# [DOCUMENT SECTION]

He also attached a letter addressed to “The President, All India Muslim Personal Law Board, Jamia Nagar, New Delhi,” in which he claimed to be writing “on behalf of the Muslims and the Arab World” and accused the Personal law Board and the Babri Masjid Action Committee of “very meek and half-hearted defence” of the Babri case. He then demanded that he be granted the “responsibility to take the Babri Masjid case to the International Criminal Court.”
Few in India took note of this tweet.
Now we have come to know, again through another tweet by the lawyer, that Zafaryab Jilani of the Babri Masjid Action Committee had shown courtesy of replying to him and politely declined the offer. Al Shureka has attached Jilani’s letter with the following note: “My brothers in Islam, Muslims of India, look at the way I and the Arabs have been humiliated and discouraged by the AIMPLB & Babri Masjid Action Committee office bearers. They don’t want me to take the case to the International Criminal Court. I let you decide now @OIC_OCI @hrw.”
In the purported letter, Jilani reminded him of the “silence and meek protest of the entire Arab world on the tragic incident of demolition of Babri Masjid which had taken place on 6-12-1992 and till now no country or the people of any country have taken up the issue with the Government of India for the last of about 28 years.”
Jilani, while informing him that the Babri case was a “civil matter and not a criminal matter” which was finally decided by the Supreme Court on November 9 last year, asked him: “Kindly tell me the provision of law under which such a judgement of the Supreme Court of India can be challenged in any international court (criminal or civil).”
Jilani concluded his letter dated August 2 on a terse note seeking to know Al Shureka’s standing in the legal profession “so that we may also appreciate the worth of your unwarranted, uncharitable and irresponsible remarks made by you in the letter under reply. As you have not mentioned your address or e-mail in your letter, I am trying to communicate with you on an email ID made available to me only yesterday.”
It’s a subject of propriety if a legal service can be offered through social media. Besides, if the said lawyer really meant business, he could have contacted people pursuing the Babri case personally and discussed with them the merits of the case. Babri is not just a legal case.
This is also a sensitive issue with political ramifications that has decided the fate of several governments in India and catapulted a party with just two seats in Parliament to an overwhelming majority that is now ruling over the country.
Raking up the Babri issue afresh will have its consequences that would benefit only the anti-Muslim forces in India. Also, can a person sitting in distant Kuwait with no knowledge of the complexities of Indian politics really question the integrity of Muslim leadership in India?

# [GIVEN INSTRUCTION]
Edit the part of the Babri Masjid text that opens with the words containing "Raking up the" and closes with "leadership in India?", reproducing it with "consequences" changed to "repercussions".

# [RECORDED DATA]

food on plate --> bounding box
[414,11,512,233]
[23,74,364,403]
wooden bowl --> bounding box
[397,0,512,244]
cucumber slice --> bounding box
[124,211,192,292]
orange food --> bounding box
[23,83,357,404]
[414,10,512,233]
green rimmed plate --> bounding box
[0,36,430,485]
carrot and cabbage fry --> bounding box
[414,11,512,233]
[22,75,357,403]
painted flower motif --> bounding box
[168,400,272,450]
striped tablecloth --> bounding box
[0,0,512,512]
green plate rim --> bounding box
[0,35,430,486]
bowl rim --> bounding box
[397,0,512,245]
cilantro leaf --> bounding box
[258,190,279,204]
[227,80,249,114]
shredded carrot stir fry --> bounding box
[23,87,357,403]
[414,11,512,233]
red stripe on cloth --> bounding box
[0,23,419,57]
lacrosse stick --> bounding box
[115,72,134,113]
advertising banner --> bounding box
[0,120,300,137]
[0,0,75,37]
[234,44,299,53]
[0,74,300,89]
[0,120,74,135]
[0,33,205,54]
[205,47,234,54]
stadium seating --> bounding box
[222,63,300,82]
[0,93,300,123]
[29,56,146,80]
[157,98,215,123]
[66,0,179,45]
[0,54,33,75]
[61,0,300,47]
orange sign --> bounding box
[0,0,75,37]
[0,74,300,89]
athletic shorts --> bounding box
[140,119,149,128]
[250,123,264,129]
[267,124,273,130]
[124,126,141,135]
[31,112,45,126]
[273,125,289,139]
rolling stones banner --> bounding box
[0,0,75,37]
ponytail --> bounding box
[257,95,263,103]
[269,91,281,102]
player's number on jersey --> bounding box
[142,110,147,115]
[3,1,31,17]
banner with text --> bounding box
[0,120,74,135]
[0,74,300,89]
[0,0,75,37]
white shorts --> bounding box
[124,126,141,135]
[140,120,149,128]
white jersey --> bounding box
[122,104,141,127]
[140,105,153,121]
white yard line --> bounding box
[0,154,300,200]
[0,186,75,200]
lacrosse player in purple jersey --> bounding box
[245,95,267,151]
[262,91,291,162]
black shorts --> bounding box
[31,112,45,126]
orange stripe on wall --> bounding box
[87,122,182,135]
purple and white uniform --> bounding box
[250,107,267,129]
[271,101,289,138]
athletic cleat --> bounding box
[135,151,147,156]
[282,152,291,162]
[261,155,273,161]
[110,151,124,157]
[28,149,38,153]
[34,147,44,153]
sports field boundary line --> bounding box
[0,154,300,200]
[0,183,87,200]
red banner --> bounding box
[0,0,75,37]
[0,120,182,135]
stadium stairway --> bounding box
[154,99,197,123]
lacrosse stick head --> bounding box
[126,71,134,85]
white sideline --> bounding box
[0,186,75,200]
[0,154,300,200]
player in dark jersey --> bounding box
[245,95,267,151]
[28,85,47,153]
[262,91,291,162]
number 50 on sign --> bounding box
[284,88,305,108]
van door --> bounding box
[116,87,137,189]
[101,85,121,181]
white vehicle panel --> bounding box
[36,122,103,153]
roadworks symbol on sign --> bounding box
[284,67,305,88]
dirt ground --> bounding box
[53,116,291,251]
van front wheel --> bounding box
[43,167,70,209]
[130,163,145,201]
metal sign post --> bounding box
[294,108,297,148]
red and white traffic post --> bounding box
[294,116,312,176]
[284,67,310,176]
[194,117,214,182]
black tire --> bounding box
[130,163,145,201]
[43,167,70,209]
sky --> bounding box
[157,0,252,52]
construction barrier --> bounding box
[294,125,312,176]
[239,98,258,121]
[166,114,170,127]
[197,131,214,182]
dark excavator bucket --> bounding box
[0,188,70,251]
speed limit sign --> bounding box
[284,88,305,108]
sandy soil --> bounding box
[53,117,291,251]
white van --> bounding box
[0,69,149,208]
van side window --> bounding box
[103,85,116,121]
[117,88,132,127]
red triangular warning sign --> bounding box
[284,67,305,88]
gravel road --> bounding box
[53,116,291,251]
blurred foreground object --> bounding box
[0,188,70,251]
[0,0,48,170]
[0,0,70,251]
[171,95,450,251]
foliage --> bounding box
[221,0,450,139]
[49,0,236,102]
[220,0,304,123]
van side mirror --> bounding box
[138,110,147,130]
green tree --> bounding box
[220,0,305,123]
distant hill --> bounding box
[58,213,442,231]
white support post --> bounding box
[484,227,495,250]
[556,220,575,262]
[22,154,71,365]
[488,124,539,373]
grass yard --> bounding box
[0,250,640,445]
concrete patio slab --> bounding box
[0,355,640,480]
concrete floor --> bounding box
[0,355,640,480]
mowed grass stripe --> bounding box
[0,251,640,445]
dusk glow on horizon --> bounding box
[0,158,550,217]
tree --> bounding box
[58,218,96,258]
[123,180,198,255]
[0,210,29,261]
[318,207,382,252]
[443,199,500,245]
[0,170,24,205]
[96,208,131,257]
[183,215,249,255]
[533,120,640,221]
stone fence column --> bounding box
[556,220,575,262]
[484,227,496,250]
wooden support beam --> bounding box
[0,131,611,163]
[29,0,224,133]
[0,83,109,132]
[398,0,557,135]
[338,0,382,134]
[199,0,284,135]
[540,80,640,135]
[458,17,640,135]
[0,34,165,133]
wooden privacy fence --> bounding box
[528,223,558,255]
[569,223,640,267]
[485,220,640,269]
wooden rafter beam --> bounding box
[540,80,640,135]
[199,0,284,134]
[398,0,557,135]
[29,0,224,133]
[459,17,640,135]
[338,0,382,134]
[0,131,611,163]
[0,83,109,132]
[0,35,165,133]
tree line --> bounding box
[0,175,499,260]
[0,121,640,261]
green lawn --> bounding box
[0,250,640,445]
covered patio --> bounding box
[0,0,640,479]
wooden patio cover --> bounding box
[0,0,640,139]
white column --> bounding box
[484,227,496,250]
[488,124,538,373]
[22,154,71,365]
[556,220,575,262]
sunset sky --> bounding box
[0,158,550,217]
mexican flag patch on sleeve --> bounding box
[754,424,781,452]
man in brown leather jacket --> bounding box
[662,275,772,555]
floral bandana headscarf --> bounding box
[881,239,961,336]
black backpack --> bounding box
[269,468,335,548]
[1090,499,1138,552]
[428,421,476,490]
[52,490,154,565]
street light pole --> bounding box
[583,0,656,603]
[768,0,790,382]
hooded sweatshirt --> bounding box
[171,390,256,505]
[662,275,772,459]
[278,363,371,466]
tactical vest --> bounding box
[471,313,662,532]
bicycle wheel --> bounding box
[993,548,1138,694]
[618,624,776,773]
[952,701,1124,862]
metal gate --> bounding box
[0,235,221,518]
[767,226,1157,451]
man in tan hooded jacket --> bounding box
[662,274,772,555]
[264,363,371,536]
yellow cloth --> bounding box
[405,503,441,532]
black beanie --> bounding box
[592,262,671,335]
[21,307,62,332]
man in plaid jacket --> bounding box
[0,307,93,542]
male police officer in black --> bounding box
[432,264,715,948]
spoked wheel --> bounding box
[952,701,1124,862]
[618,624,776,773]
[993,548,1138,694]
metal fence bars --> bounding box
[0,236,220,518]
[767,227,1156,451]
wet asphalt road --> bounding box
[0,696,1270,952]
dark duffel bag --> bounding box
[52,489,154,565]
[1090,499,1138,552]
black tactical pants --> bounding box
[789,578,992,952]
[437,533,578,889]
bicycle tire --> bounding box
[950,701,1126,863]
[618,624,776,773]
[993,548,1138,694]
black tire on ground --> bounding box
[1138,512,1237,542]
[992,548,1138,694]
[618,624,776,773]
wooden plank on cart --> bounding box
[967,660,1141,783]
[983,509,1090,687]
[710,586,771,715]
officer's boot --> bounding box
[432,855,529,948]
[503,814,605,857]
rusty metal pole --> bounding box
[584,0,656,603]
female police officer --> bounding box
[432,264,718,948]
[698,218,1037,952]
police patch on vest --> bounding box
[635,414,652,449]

# [OUTPUT FOR THIS EXERCISE]
Raking up the Babri issue afresh will have its repercussions that would benefit only the anti-Muslim forces in India. Also, can a person sitting in distant Kuwait with no knowledge of the complexities of Indian politics really question the integrity of Muslim leadership in India?